ЗАДАНИЯ
**1.** Дайте краткие ответы на вопросы по фрагменту источника:
(a) На сколько раньше Дима с Таней поднялись к подножию зуба?
(b) О чем говорило появление двух огромных скальных жандармов?
(c) Какая категория сложности указана для маршрута по Гребню Рошфор?
**2.** Объясните по фрагменту источника, почему продвижение замедлилось и Дима с Таней надолго скрылись из виду. Ответ должен занимать не более трех предложений.

ФРАГМЕНТ ИСТОЧНИКА
########################################
Сперва мы продвигались довольно шустро, но затем между нашими двумя связками
вклинилась какая-то чужеродная, продвижение замедлилось, и мы надолго потеряли
из виду Диму с Таней. Мы с Лёшей попеременно страховали друг друга. Они же,
присмотревшись к стилю местных восходителей, пошли одновременно и поднялись к
подножию зуба на целый час раньше нас. Справедливости ради должен заметить, что
эти Тильманы “делали“ нас с Лёшей ровно на час всегда, на всех переходах, где
ситуация позволяла им действовать самостоятельно. Нам нипочем за ними не
угнаться, а скорость в альпинизме – великое преимущество.
Наконец, мы вылезли к двум огромным скальным жандармам, означавшим, что
“дёсны“ успешно пройдены, и мы приближаемся к подножию “зуба“. Далее последовал
непродолжительный обход справа по узким снежным полкам, и мы вышли на снежный
гребешок. Здесь тропа раздваивалась. Большинство связок, составлявших нам с
Лёшей абсолютно излишнюю компанию, продолжили вперёд, в сторону Гребня Рошфор.
Гребень Рошфор сам по себе является привлекательным обзорным маршрутом 3А
категории сложности, а кроме того, ведет к двум-трём второстепенным скальным
вершинам. Мы же свернули влево и сбежали вниз, к подножию крутой скальной башни, где
нас дожидались неутомимые Тильманы. Здесь, под
просторным нависанием народ оставляет все ненужные на скале вещи – кошки,
ледорубы, лишние рюкзаки и ботинки. Своеобразная прихожая. Дорогие гости,
оденьте тапочки, а зонтик и шляпу оставьте на вешалке... Мы одеваем скальные
тапочки и увешиваем себя снаряжением.
########################################
ПЕРЕЧЕНЬ МАТЕРИАЛА
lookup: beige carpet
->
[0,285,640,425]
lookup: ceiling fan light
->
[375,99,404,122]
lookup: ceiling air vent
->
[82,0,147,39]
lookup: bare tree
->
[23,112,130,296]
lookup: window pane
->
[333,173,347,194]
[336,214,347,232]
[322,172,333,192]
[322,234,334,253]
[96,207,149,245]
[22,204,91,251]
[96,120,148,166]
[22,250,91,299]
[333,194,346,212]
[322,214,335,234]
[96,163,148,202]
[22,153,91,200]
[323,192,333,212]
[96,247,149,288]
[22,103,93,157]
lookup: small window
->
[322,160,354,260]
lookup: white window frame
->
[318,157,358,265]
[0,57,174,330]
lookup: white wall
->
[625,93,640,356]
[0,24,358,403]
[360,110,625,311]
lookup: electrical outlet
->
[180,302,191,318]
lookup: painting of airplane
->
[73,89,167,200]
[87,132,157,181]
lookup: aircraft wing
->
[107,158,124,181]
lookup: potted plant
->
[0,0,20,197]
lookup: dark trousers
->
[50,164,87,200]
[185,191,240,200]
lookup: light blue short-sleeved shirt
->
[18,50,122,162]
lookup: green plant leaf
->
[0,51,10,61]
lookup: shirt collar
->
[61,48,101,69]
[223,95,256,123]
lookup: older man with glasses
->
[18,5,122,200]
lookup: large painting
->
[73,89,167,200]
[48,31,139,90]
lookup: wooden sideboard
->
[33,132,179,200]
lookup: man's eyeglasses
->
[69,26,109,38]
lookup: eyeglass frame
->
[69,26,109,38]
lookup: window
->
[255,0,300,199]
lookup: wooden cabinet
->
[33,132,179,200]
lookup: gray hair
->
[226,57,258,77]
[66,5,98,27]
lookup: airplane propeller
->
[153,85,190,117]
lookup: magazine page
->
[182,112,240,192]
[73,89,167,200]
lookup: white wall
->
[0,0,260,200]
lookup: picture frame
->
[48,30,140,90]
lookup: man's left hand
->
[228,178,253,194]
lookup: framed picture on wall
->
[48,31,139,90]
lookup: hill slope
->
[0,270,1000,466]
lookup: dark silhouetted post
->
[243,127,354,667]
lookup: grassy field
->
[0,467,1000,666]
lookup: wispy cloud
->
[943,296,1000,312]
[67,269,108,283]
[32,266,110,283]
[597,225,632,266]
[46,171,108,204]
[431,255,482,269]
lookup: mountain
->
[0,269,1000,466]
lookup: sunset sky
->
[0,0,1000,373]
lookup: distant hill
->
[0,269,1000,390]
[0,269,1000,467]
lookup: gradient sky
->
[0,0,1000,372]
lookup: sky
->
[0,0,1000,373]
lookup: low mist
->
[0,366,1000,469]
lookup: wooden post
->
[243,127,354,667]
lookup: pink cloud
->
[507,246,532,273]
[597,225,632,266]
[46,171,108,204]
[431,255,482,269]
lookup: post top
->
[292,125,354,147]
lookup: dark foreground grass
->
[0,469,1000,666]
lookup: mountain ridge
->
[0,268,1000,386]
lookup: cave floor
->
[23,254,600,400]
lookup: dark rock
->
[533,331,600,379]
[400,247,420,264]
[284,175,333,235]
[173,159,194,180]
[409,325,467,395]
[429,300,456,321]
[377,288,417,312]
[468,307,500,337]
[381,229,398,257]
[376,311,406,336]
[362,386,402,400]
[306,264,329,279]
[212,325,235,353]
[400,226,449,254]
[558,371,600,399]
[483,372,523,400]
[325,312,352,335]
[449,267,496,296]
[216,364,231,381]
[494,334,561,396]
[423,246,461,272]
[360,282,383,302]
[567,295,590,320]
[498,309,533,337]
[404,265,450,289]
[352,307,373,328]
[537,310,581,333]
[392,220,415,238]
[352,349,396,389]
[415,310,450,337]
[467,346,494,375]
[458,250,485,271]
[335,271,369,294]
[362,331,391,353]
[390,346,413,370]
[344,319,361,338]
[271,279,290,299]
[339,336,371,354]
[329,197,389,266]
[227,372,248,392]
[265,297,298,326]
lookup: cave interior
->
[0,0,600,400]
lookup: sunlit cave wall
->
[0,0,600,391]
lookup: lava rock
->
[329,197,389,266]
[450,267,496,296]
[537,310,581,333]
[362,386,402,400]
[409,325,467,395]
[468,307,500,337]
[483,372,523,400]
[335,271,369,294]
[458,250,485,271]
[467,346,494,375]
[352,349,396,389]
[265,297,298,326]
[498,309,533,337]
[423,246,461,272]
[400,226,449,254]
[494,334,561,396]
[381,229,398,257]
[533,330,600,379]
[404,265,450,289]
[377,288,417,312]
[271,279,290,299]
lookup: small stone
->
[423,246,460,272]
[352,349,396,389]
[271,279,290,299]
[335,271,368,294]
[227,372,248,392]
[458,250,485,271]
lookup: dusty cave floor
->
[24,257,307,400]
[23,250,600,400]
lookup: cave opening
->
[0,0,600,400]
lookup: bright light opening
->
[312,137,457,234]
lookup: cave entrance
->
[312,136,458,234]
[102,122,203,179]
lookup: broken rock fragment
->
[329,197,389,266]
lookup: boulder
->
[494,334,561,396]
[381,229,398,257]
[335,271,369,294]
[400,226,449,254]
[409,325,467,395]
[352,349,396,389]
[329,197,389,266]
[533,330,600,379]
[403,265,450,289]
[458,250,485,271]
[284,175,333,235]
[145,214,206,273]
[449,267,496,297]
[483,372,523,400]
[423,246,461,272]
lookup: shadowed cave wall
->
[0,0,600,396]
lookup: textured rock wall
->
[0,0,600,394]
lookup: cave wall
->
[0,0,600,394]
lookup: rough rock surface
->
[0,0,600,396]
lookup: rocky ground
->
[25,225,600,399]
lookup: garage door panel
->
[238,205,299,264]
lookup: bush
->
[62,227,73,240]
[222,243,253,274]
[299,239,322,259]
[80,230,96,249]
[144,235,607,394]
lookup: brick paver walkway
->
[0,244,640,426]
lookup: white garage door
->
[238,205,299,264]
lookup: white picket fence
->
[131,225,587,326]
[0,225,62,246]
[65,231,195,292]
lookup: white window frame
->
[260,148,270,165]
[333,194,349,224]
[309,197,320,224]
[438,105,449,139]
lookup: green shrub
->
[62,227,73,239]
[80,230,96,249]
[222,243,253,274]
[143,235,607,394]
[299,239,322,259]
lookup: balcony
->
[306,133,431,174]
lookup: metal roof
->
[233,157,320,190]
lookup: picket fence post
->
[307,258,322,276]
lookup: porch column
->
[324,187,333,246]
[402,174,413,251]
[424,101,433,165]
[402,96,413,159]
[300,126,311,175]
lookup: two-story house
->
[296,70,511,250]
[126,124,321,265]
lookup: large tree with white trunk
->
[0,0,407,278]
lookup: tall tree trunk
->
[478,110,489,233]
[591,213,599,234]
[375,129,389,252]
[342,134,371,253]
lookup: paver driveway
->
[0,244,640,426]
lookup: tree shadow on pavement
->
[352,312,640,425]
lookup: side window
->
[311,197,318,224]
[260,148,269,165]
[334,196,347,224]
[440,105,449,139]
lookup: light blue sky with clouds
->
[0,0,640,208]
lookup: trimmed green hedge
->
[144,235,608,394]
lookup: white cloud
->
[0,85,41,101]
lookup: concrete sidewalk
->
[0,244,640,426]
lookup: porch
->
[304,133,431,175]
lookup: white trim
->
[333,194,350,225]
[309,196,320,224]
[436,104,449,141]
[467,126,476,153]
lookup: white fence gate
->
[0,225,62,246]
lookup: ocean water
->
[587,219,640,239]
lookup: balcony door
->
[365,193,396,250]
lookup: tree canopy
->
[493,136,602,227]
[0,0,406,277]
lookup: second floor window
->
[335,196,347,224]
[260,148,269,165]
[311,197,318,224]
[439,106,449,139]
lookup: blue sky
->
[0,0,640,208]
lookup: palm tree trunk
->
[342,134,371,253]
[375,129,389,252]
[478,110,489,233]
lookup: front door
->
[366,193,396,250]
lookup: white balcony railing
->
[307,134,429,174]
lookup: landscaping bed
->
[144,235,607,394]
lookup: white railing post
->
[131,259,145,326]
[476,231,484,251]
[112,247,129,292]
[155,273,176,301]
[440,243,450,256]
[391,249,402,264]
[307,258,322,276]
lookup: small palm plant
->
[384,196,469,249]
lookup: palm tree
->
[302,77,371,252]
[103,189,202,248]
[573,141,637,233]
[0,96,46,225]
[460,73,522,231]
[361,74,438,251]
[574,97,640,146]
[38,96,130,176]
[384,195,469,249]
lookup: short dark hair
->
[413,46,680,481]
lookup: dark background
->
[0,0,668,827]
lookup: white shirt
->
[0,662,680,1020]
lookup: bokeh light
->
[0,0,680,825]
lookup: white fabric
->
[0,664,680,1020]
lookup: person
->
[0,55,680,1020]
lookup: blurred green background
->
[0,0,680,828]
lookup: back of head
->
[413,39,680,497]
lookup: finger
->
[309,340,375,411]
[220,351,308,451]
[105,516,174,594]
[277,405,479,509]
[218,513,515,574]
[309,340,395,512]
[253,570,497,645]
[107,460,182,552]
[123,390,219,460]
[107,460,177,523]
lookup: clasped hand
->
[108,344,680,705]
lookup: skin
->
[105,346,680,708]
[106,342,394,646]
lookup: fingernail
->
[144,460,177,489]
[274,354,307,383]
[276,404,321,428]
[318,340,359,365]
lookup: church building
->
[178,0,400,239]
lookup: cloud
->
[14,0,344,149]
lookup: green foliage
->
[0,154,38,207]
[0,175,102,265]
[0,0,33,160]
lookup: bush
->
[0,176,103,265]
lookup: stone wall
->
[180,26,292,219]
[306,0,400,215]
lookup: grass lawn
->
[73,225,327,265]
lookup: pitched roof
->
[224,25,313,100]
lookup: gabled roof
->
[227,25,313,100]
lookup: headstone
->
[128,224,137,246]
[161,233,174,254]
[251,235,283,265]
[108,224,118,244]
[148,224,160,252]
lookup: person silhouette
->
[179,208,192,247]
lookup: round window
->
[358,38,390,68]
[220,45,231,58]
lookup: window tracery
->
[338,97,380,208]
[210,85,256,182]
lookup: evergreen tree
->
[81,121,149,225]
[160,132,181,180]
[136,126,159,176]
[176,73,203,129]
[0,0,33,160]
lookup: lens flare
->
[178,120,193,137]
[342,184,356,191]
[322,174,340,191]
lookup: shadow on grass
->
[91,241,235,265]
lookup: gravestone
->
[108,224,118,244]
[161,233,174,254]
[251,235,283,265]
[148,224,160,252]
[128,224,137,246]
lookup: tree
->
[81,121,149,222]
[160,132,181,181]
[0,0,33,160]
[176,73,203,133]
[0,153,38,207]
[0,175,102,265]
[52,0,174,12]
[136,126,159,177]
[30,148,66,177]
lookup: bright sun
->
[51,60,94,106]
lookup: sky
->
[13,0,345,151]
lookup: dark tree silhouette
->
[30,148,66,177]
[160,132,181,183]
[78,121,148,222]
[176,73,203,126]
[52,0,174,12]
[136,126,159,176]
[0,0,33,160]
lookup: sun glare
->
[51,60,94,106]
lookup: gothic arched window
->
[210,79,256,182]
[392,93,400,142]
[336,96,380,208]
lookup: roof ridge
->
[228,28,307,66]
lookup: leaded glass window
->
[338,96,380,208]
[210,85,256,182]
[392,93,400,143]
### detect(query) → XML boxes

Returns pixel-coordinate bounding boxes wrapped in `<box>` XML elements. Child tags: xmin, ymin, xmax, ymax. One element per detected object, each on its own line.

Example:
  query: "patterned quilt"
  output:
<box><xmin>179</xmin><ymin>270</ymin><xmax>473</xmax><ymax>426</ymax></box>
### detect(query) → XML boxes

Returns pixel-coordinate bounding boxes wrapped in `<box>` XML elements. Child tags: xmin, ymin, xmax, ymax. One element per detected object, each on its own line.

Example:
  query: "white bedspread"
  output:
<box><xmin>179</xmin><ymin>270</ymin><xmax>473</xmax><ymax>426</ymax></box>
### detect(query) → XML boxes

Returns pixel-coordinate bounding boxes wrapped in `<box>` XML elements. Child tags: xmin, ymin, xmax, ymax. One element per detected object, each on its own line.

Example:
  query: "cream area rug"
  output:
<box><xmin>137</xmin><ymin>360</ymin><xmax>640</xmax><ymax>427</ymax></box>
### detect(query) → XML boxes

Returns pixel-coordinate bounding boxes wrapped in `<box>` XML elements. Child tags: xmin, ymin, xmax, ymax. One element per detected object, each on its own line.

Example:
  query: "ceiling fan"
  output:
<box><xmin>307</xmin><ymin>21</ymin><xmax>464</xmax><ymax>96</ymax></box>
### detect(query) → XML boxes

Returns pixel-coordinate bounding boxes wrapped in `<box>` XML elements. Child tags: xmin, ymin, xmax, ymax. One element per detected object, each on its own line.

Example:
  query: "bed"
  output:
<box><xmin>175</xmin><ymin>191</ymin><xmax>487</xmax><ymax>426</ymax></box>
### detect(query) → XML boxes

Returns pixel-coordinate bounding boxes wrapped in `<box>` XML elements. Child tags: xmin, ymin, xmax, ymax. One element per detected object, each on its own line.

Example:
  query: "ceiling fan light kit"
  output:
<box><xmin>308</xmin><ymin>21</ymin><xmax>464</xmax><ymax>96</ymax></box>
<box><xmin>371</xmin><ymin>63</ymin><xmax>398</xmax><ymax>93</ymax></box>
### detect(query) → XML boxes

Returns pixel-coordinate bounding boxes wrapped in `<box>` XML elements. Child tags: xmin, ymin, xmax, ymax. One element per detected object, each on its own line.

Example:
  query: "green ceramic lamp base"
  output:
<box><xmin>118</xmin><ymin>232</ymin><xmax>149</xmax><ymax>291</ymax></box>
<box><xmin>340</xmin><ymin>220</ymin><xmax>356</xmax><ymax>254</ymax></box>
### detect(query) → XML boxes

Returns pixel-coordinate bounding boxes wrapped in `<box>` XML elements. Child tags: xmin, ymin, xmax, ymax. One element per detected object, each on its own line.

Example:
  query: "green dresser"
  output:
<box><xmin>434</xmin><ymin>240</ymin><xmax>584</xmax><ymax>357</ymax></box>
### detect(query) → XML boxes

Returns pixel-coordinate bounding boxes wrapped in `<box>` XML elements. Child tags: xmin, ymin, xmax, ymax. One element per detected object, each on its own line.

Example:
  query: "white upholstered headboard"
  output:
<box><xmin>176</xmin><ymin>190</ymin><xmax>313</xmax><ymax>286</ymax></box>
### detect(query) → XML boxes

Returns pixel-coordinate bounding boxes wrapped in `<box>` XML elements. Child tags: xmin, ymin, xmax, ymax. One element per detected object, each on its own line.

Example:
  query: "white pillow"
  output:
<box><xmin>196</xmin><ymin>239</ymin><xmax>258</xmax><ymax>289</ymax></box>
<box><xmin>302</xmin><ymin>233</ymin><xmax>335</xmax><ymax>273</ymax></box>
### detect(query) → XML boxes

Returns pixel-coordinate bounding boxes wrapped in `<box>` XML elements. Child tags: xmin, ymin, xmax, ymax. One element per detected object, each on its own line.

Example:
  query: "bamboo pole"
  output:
########################################
ОТВЕТЫ
**1.**
(a) На целый час.
(b) О том, что «дёсны» успешно пройдены и до подножия «зуба» осталось недалеко.
(c) 3А.

**2.** Между двумя связками вклинилась чужая связка. Из-за этого продвижение замедлилось, и Дима с Таней надолго пропали из виду.